Aim of the exercise »
Switch "corners" to "vertices" throughout the records below, leaving everything else unchanged, and write the lines out again without the pictures.

Records »
*-*-*

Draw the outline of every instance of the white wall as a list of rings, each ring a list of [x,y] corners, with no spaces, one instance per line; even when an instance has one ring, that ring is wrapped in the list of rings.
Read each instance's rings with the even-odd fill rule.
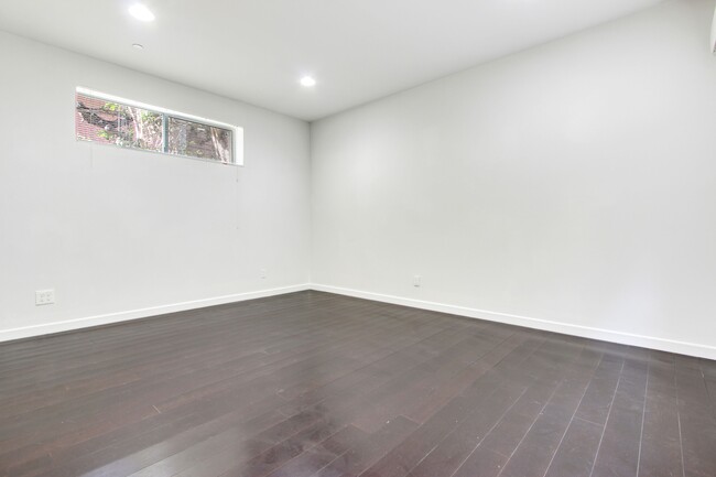
[[[307,123],[1,32],[0,58],[0,339],[310,281]],[[76,142],[76,86],[241,126],[246,165]]]
[[[668,2],[314,123],[314,283],[716,358],[713,9]]]

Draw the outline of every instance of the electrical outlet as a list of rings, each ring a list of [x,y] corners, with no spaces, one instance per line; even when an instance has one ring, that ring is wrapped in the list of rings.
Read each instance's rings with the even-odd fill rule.
[[[55,303],[54,290],[37,290],[35,291],[35,305],[52,305]]]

*-*-*

Result of the task »
Draw the outline of every instance of the white wall as a list of rings, each ring a list of [x,y] vertices, with no spaces, one instance per line; even when an instance has one ring, that ring is wrapped in the list of rings.
Read each instance's rings with the even-odd fill rule.
[[[307,123],[1,32],[0,58],[0,339],[310,281]],[[76,142],[76,86],[241,126],[246,165]]]
[[[668,2],[314,123],[314,283],[716,358],[713,9]]]

Draw the outline of every instance of the electrical outlet as a list of rings, each ring a list of [x,y] vertices, with no spaces, one instance per line; even when an instance has one ring, that ring is wrapped in the list of rings.
Read each instance's rings with the even-odd fill rule.
[[[55,303],[54,290],[37,290],[35,291],[35,305],[52,305]]]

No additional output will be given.